Equiano was born in 1745 in Eboe, in what is now Nigeria. He was not yet 10 years old when he and his sister were captured and put aboard a slave ship bound for Barbados. It was in his book, published in 1789, that he described the horrors of the Atlantic journey, known as the Middle Passage.

Among the things that he wrote about in his book are these:

"Every circumstance I met with served only to render my state more painful, and heighten my apprehensions, and my opinion of the cruelty of the whites. One day they had taken a number of fishes; and when they had killed and satisfied themselves with as many as they thought fit, to our astonishment who were on the deck, rather than give any of them to us to eat as we expected, they tossed the remaining fish into the sea again, although we begged and prayed for some as well as we could, but in vain; and some of my countrymen, being pressed by hunger, took an opportunity, when they thought no one saw them, of trying to get a little privately; but they were discovered, and the attempt procured them some very severe floggings."

- Your task
From the passage about Equiano, reproduce word for word the stretch that opens with the words "Equiano was born" and closes with "the Middle Passage.".

- Data segment
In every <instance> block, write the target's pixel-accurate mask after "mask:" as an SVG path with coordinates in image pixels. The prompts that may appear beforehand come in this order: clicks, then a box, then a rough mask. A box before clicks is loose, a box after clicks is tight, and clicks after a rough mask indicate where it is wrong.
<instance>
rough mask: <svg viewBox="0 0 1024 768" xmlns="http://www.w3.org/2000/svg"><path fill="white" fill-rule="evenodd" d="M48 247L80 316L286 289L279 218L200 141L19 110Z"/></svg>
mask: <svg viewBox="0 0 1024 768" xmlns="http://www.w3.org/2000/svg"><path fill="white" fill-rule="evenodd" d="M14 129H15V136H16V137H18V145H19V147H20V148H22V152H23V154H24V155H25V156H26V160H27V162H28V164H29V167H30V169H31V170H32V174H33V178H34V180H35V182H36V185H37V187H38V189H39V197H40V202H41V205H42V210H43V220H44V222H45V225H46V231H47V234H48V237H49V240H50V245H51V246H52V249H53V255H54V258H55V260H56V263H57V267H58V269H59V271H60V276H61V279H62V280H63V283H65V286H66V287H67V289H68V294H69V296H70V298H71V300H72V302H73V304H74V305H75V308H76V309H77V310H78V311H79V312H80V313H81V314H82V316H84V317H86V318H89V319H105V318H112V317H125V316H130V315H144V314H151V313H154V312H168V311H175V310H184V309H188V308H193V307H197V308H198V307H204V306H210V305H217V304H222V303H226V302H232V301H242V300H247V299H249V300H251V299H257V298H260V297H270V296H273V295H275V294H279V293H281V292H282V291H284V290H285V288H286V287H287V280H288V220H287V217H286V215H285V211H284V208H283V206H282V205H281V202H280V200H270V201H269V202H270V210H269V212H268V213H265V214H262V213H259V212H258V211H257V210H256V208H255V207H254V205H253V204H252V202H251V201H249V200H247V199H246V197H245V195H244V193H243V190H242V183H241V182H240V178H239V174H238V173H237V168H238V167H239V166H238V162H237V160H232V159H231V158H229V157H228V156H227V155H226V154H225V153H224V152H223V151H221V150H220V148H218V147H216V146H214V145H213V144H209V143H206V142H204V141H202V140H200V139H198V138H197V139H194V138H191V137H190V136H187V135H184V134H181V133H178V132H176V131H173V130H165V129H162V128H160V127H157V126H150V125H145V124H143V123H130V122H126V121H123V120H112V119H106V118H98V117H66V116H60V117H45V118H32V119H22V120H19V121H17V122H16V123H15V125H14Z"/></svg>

- Task result
Equiano was born in 1745 in Eboe, in what is now Nigeria. He was not yet 10 years old when he and his sister were captured and put aboard a slave ship bound for Barbados. It was in his book, published in 1789, that he described the horrors of the Atlantic journey, known as the Middle Passage.